Images for object localization:
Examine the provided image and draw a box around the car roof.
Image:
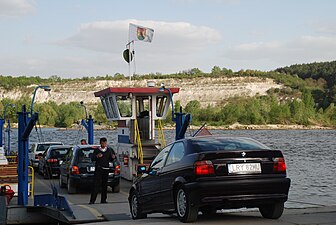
[31,142,63,144]
[48,145,72,149]
[74,145,99,149]
[184,135,256,142]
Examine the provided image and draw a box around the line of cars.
[29,142,120,194]
[28,135,291,223]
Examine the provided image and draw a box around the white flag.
[129,23,154,42]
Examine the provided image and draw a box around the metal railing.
[28,166,34,197]
[0,164,35,197]
[157,120,166,148]
[133,119,143,164]
[6,155,18,164]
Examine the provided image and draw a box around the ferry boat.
[94,82,180,180]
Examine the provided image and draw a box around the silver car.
[29,142,63,168]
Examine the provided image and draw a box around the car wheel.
[67,178,77,194]
[112,184,120,193]
[259,202,284,219]
[175,186,198,223]
[129,190,147,219]
[59,175,66,188]
[201,206,217,216]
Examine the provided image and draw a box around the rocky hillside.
[0,77,282,106]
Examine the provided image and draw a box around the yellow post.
[28,166,34,198]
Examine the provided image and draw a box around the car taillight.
[194,160,214,176]
[47,159,58,163]
[273,157,286,172]
[114,165,120,175]
[71,166,80,175]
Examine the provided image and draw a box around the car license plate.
[88,166,95,172]
[228,163,261,174]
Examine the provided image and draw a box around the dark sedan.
[129,136,291,223]
[38,145,72,179]
[59,145,121,194]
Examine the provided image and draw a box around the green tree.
[211,66,221,76]
[184,100,201,124]
[93,104,108,124]
[35,102,58,126]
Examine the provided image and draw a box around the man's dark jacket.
[91,147,116,169]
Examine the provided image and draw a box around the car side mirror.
[137,165,147,174]
[149,170,157,176]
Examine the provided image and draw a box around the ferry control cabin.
[94,86,179,180]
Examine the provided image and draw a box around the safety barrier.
[5,155,18,164]
[157,120,166,148]
[0,164,35,197]
[134,119,143,164]
[28,166,34,197]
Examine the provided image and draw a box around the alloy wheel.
[176,189,187,217]
[131,194,138,218]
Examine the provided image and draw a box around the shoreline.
[8,123,334,130]
[62,123,334,131]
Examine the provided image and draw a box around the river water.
[4,128,336,209]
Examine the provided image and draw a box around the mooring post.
[0,119,4,148]
[7,119,10,156]
[17,105,29,205]
[17,105,38,205]
[88,115,94,145]
[81,115,94,145]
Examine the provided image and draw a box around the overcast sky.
[1,0,336,78]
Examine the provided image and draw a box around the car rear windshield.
[77,148,95,163]
[37,143,62,152]
[190,137,270,152]
[50,148,69,158]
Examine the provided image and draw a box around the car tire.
[175,186,198,223]
[201,206,217,216]
[67,178,77,194]
[59,175,66,188]
[259,202,284,219]
[112,184,120,193]
[129,190,147,219]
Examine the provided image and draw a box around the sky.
[1,0,336,78]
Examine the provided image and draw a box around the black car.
[38,145,72,179]
[129,136,291,223]
[59,145,121,194]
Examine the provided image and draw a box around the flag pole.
[128,29,131,86]
[132,41,136,81]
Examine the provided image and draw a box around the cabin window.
[136,97,150,118]
[116,95,132,117]
[156,96,167,117]
[107,96,118,118]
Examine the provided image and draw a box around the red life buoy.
[4,184,15,204]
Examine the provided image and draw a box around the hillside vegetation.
[1,61,336,128]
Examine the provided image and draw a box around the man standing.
[89,137,116,204]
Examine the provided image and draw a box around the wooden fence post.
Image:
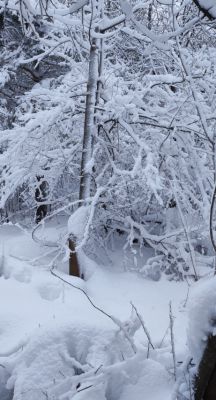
[68,237,80,277]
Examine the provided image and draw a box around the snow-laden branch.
[193,0,216,19]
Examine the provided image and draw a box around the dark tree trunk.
[35,176,49,224]
[194,335,216,400]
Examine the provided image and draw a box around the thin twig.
[130,302,154,349]
[169,301,177,381]
[210,184,216,253]
[77,384,93,393]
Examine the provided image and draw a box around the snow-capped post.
[68,236,80,277]
[68,205,91,278]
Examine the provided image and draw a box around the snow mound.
[37,281,62,301]
[119,359,172,400]
[188,276,216,363]
[4,259,32,283]
[68,206,90,241]
[0,224,189,400]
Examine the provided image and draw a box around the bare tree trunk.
[69,37,99,277]
[147,1,153,30]
[194,335,216,400]
[79,38,99,202]
[69,1,102,277]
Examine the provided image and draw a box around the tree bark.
[69,38,98,277]
[79,38,98,202]
[69,1,101,277]
[68,238,80,277]
[194,335,216,400]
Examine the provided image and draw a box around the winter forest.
[1,0,216,399]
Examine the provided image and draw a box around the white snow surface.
[188,276,216,363]
[0,222,191,399]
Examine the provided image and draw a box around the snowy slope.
[0,223,190,399]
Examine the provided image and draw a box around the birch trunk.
[79,38,99,202]
[69,39,98,277]
[69,1,102,277]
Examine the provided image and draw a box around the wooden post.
[68,238,80,277]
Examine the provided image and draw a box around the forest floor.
[0,221,200,400]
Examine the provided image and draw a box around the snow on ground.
[0,222,191,399]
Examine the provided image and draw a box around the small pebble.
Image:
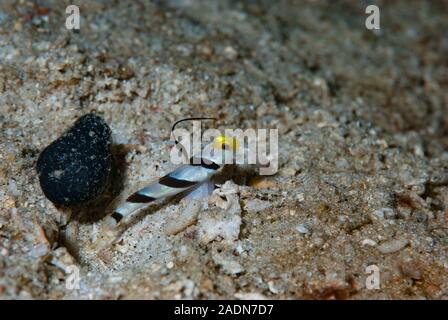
[234,292,267,300]
[361,238,377,247]
[296,223,310,235]
[371,208,396,220]
[29,243,50,258]
[377,238,409,254]
[36,113,112,206]
[267,281,280,294]
[372,210,385,219]
[223,46,238,60]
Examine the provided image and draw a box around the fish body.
[105,136,237,229]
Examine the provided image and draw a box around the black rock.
[36,113,112,207]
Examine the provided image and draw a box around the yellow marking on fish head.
[213,135,239,151]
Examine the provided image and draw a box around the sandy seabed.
[0,0,447,299]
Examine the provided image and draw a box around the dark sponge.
[36,113,112,207]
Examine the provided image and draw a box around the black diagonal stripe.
[112,211,123,223]
[189,157,221,171]
[159,175,197,189]
[126,192,157,203]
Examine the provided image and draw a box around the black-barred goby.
[104,135,238,230]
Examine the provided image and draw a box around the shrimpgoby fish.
[103,135,239,230]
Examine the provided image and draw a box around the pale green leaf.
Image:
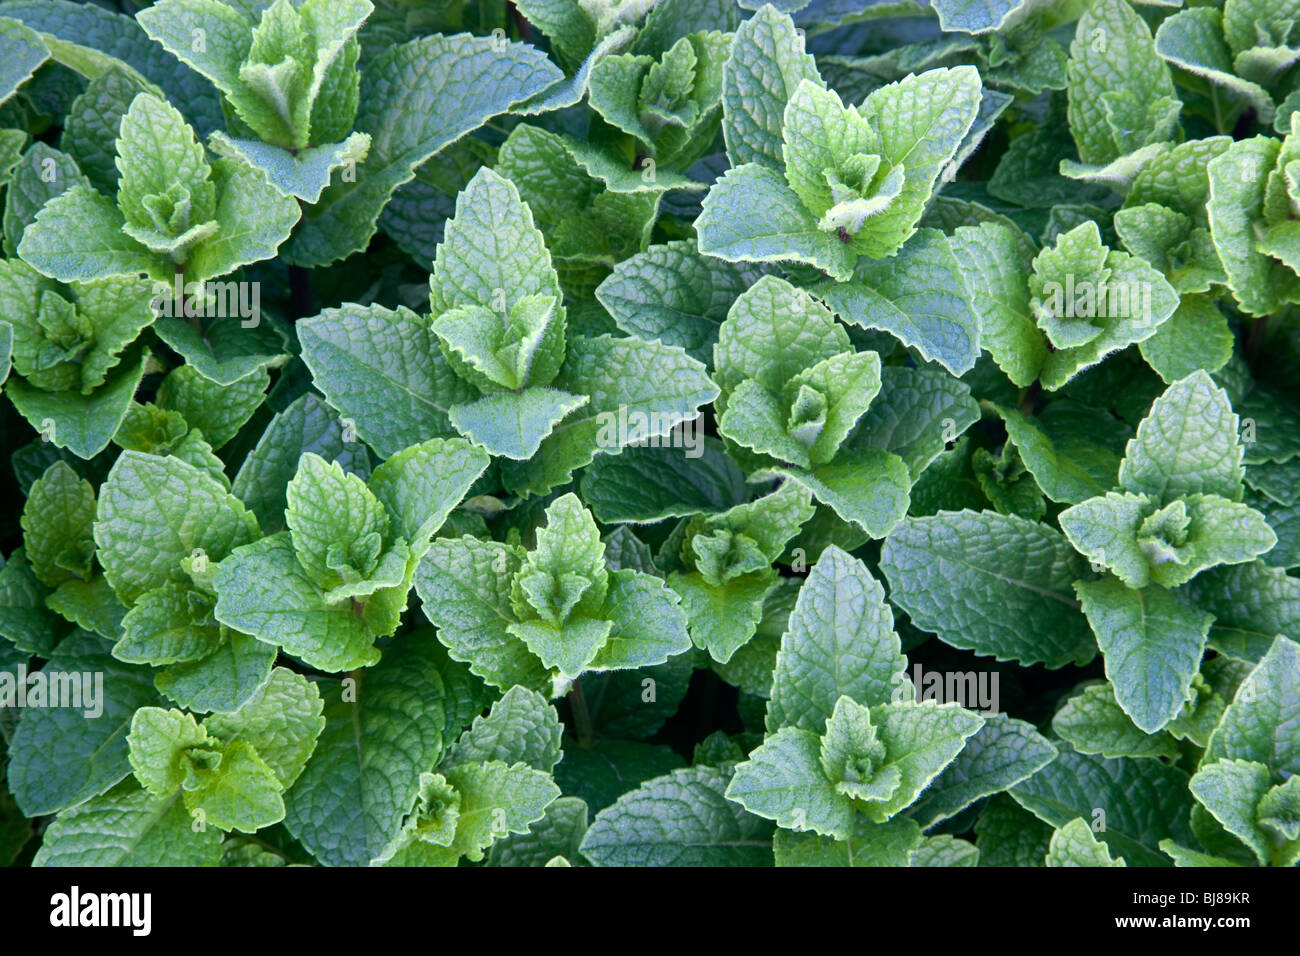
[1075,578,1213,733]
[880,510,1096,668]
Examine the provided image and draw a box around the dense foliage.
[0,0,1298,868]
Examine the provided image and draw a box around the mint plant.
[2,0,1299,872]
[18,92,299,284]
[137,0,373,201]
[416,492,691,696]
[0,259,155,457]
[214,438,488,672]
[699,6,983,280]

ASSIGNED TASK. Each line above must be set down exactly, though no picture should be carried over.

SOLVED PROBLEM.
Examine the provided image and draw a box around the car roof.
Image:
[31,142,63,144]
[48,145,72,149]
[74,145,99,149]
[184,135,256,142]
Examine the provided image and draw a box around the line of cars.
[29,142,120,194]
[28,135,291,223]
Examine the provided image and draw a box around the white flag.
[129,23,154,42]
Examine the provided image and draw a box around the metal railing.
[28,166,34,197]
[0,164,35,197]
[157,120,166,148]
[133,119,143,164]
[6,155,18,164]
Examine the provided image and draw a box around the ferry boat.
[94,82,180,180]
Examine the provided image and draw a box around the silver car.
[29,142,63,168]
Examine the provided image and draw a box around the car wheel.
[67,178,77,194]
[112,184,120,193]
[259,202,284,219]
[175,186,198,223]
[129,190,147,219]
[59,175,66,188]
[201,206,217,216]
Examine the provided image and draw a box around the rocky hillside.
[0,77,282,106]
Examine the provided image and draw a box around the yellow post.
[28,166,34,198]
Examine the provided image and draw a box around the car taillight.
[194,160,214,176]
[47,159,58,163]
[273,157,286,172]
[114,165,120,175]
[71,166,80,175]
Examine the provided image and draw a box around the car license plate.
[88,166,95,172]
[228,163,261,174]
Examine the provided image and draw a box around the dark sedan.
[129,136,291,223]
[38,145,72,179]
[59,145,121,194]
Examine the provided image and draw a box around the green tree.
[211,66,221,76]
[184,100,201,124]
[93,104,108,124]
[35,102,58,126]
Examine the provided image and draw a box around the man's dark jacket.
[91,147,116,169]
Examine the provided image and draw a box around the car side mirror.
[137,165,147,174]
[149,170,157,176]
Examine the provided image and draw a box around the ferry control cabin.
[94,86,179,180]
Examine the provided image and draw a box around the safety barrier.
[5,155,18,164]
[157,120,166,148]
[0,164,35,197]
[134,119,143,164]
[28,166,34,197]
Examine the provided image and draw a box around the alloy wheel.
[176,189,187,217]
[131,194,138,218]
Examine the provided image and draw a box around the shoreline.
[8,123,334,130]
[62,123,334,131]
Examine the provided image and draw a box around the river water.
[4,128,336,209]
Examine the provided image and draw a box around the mooring post.
[0,119,4,148]
[7,119,10,156]
[17,105,29,205]
[17,105,38,205]
[88,115,94,145]
[81,115,94,145]
Examine the provided image and draw a box around the overcast sky.
[1,0,336,78]
Examine the provided image and draw a box around the car rear windshield.
[77,148,95,163]
[37,143,62,152]
[190,137,270,152]
[50,148,69,158]
Examine the provided image and draw a box around the car tire.
[175,186,198,223]
[201,206,217,216]
[67,178,77,194]
[59,175,66,188]
[259,202,284,219]
[112,184,120,193]
[129,190,147,219]
Examine the provided image and draw a box around the sky.
[1,0,336,78]
Examine the provided image and draw a box around the black car.
[38,145,72,179]
[129,136,291,223]
[59,145,121,194]
Examine the provided image and draw a box around the flag pole.
[128,29,131,86]
[132,41,136,81]
Examine the provided image and draw a box around the cabin window.
[136,97,150,118]
[116,95,132,117]
[156,96,167,117]
[107,96,118,118]
Examine the provided image and draw a box around the red life buoy.
[4,184,15,204]
Examine the provided image and draw a box around the hillside vegetation.
[1,61,336,128]
Examine the provided image and draw a box around the man standing.
[89,137,116,204]
Examine the provided image and draw a box around the wooden fence post.
Image:
[68,237,80,277]
Examine the provided image and draw a box around the snow-laden branch.
[193,0,216,19]
Examine the provided image and draw a box around the dark tree trunk.
[35,176,49,224]
[194,335,216,400]
Examine the provided image and draw a box around the thin twig.
[130,302,154,349]
[169,301,177,381]
[210,184,216,253]
[77,384,93,393]
Examine the provided image and draw a box around the snow-capped post.
[68,236,80,277]
[68,205,91,278]
Examine the provided image and draw a box around the snow mound.
[37,281,62,301]
[119,359,172,400]
[188,276,216,363]
[4,259,32,283]
[68,206,90,241]
[0,224,189,400]
Examine the provided image and draw a box around the bare tree trunk.
[69,37,99,277]
[147,1,153,30]
[194,335,216,400]
[79,38,99,202]
[69,1,102,277]
Examine the provided image and draw a box around the tree bark.
[69,38,98,277]
[79,38,98,202]
[69,1,101,277]
[68,238,80,277]
[194,335,216,400]
Examine the provided image and draw a box around the winter forest.
[1,0,216,399]
Examine the provided image and draw a box around the white snow surface.
[188,276,216,363]
[0,222,191,399]
Examine the provided image and draw a box around the snowy slope.
[0,223,190,399]
Examine the provided image and draw a box around the birch trunk.
[79,38,99,202]
[69,39,98,277]
[69,1,102,277]
Examine the provided image and draw a box around the wooden post.
[68,238,80,277]
Examine the provided image and draw a box around the forest floor.
[0,221,200,400]
Examine the provided image and draw a box around the snow on ground.
[0,222,191,399]
Examine the provided image and draw a box around the small pebble.
Image:
[234,292,267,300]
[361,238,377,247]
[296,223,310,235]
[371,208,396,220]
[29,243,50,258]
[377,238,409,254]
[36,113,112,206]
[267,281,280,294]
[372,210,385,219]
[223,46,238,60]
Examine the provided image and draw a box around the fish body.
[105,136,237,229]
Examine the provided image and draw a box around the black rock.
[36,113,112,207]
Examine the provided image and draw a box around the yellow marking on fish head.
[213,135,239,151]
Examine the provided image and draw a box around the sandy seabed.
[0,0,447,299]
Examine the provided image and draw a box around the dark sponge.
[36,113,112,207]
Examine the provided image and draw a box around the black diagonal stripe.
[112,211,123,223]
[189,157,221,171]
[159,175,197,189]
[126,192,157,203]
Examine the provided image and draw a box around the black-barred goby.
[104,135,238,230]
Examine the provided image and draw a box around the shrimpgoby fish.
[103,135,239,230]
Examine the provided image and draw a box around the pale green leaf.
Image:
[1075,578,1213,733]
[880,510,1096,668]
Examine the provided image and draw a box around the dense foliage.
[0,0,1298,868]
Examine the provided image and draw a box around the mint plant.
[2,0,1299,872]
[18,92,299,284]
[137,0,373,201]
[416,492,691,696]
[0,259,155,457]
[214,438,488,672]
[699,6,983,280]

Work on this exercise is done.